### Task directions
The answer should consist of every line in the material below that has the word "region".

### Data supplied
_____
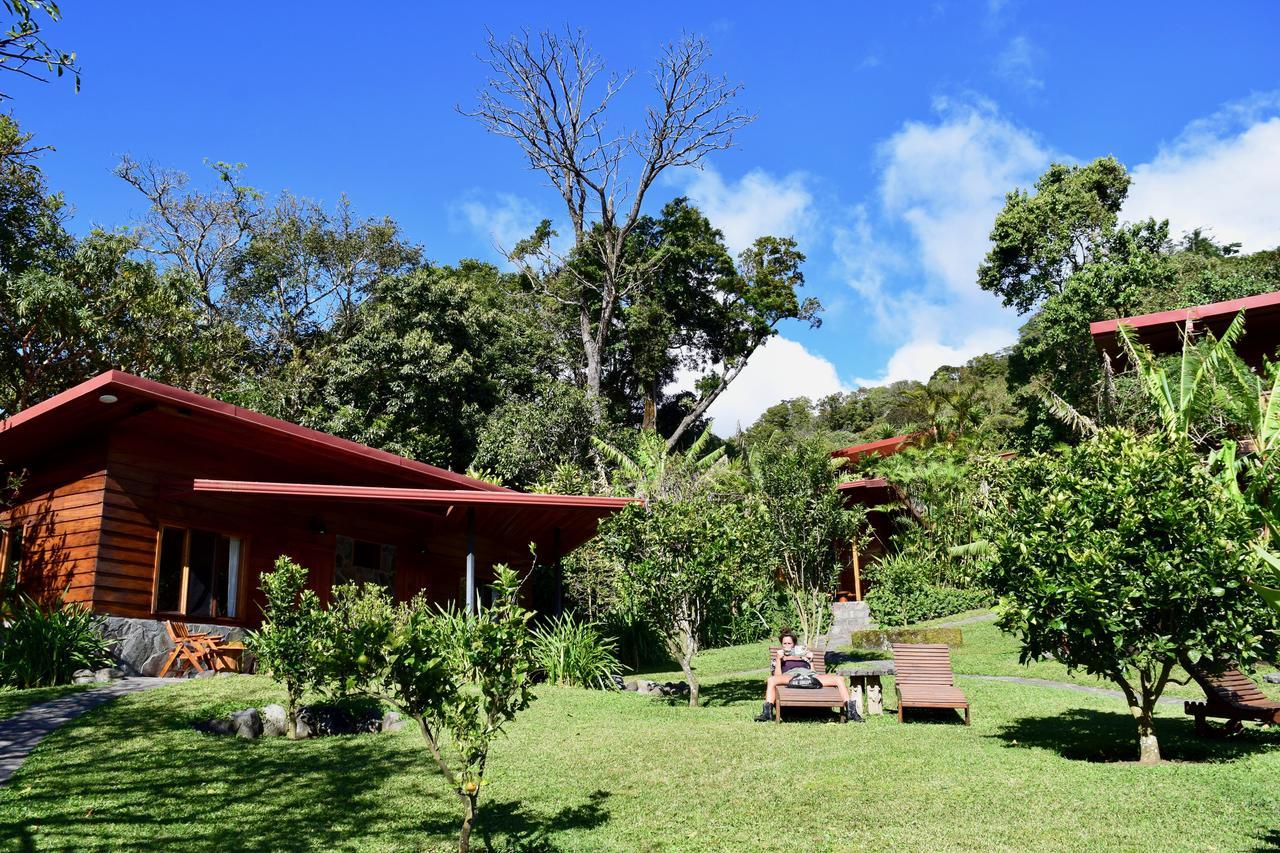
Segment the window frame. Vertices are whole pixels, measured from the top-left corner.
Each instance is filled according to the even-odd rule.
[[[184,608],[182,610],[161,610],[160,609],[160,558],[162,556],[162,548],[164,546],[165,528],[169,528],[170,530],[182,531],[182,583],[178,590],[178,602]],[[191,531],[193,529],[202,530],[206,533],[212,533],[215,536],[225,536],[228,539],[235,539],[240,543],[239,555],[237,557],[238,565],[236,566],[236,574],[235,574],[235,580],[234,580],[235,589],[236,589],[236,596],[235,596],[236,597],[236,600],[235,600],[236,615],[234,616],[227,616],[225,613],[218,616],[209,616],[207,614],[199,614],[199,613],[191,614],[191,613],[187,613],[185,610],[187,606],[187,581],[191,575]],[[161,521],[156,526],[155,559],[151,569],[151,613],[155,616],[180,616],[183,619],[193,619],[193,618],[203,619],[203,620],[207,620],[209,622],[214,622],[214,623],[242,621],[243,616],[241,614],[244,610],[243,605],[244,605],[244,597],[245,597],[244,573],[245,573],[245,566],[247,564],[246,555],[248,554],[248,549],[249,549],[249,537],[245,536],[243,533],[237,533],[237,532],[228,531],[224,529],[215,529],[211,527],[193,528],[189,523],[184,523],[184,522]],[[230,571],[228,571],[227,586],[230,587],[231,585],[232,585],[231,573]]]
_____
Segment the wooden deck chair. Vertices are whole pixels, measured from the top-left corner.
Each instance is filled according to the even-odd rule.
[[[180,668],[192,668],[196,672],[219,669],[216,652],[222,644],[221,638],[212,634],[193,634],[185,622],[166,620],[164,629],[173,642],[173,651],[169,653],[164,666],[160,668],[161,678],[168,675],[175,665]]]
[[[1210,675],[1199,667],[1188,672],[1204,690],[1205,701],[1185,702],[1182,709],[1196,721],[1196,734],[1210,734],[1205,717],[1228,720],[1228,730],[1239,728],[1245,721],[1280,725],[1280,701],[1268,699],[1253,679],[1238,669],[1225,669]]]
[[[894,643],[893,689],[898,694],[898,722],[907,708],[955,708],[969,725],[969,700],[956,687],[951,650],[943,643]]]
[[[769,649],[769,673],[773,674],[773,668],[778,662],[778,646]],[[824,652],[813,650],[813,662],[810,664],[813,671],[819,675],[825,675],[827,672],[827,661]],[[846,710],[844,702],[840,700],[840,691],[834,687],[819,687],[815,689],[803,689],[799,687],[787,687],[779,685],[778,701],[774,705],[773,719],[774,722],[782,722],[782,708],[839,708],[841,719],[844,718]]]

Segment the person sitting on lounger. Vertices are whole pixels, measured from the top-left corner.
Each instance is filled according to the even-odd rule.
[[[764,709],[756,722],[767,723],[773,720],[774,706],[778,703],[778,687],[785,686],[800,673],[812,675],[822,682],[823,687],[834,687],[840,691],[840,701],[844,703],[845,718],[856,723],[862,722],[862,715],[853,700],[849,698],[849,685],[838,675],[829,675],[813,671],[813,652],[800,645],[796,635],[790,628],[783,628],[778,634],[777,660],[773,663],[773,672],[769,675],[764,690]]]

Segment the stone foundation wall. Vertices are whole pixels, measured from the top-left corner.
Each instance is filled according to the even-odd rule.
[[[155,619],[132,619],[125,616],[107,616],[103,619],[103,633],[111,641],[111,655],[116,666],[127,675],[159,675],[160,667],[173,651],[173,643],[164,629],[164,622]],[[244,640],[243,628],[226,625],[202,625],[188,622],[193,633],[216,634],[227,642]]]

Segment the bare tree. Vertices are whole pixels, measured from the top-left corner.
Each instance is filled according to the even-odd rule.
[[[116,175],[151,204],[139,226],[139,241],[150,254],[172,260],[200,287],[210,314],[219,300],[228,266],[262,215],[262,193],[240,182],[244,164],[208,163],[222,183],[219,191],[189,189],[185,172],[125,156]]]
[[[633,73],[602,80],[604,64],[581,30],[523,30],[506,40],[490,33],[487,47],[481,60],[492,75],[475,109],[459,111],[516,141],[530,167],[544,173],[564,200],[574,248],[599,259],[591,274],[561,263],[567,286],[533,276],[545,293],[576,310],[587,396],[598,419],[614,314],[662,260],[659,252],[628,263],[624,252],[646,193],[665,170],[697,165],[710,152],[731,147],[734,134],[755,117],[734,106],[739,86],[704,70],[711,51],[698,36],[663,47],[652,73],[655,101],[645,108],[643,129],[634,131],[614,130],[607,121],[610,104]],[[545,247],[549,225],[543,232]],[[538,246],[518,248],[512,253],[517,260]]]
_____
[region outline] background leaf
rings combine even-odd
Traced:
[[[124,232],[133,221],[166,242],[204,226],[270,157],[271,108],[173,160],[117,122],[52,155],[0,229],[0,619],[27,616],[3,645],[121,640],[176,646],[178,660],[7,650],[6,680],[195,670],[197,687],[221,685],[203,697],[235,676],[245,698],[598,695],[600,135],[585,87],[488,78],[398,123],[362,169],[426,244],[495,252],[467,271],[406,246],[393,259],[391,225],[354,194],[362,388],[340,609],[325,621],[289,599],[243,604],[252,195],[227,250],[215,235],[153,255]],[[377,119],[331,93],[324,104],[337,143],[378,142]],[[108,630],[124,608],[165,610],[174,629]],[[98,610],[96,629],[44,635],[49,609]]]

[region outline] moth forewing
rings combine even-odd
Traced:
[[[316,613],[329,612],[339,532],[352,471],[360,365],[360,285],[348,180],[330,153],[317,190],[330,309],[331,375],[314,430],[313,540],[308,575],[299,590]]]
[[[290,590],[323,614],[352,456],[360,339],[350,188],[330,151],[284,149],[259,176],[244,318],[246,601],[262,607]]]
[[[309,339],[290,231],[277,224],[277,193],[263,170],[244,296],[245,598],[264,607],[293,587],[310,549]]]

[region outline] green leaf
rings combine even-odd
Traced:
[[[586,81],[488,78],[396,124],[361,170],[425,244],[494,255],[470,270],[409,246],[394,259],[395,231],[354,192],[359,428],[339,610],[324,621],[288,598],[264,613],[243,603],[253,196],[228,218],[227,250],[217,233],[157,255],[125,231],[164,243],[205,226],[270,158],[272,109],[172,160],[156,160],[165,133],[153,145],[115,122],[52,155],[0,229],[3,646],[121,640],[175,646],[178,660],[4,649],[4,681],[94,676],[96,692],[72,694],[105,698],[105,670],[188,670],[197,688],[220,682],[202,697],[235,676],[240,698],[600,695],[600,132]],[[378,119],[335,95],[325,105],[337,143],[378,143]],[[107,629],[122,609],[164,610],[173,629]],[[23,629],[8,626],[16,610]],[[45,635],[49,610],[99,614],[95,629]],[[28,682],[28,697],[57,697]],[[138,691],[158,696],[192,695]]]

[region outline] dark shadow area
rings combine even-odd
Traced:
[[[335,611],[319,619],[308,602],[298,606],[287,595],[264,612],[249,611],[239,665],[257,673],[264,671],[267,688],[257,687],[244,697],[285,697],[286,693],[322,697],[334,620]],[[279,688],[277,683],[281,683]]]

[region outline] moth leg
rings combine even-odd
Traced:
_____
### Answer space
[region outline] background leaf
[region outline] moth forewing
[region outline] green leaf
[region outline] dark shadow area
[region outline] moth leg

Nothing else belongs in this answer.